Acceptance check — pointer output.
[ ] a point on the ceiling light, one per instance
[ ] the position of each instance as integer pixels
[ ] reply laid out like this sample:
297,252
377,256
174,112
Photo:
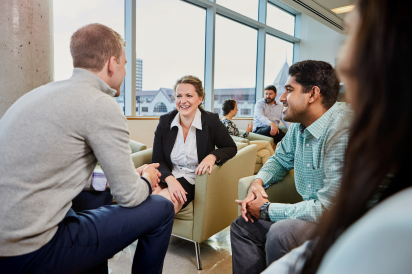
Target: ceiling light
343,9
_ _ _ _ _
> WRITTEN PROBLEM
The records above are to be restated exactly, without their pictures.

> THE REPLY
Acceptance check — pointer output.
[ ] a point on the ceiling light, one per instance
[ ] the position of each instance as integer pixels
[ ] reply laid out like this sample:
297,252
377,256
174,112
Photo:
Target: ceiling light
343,9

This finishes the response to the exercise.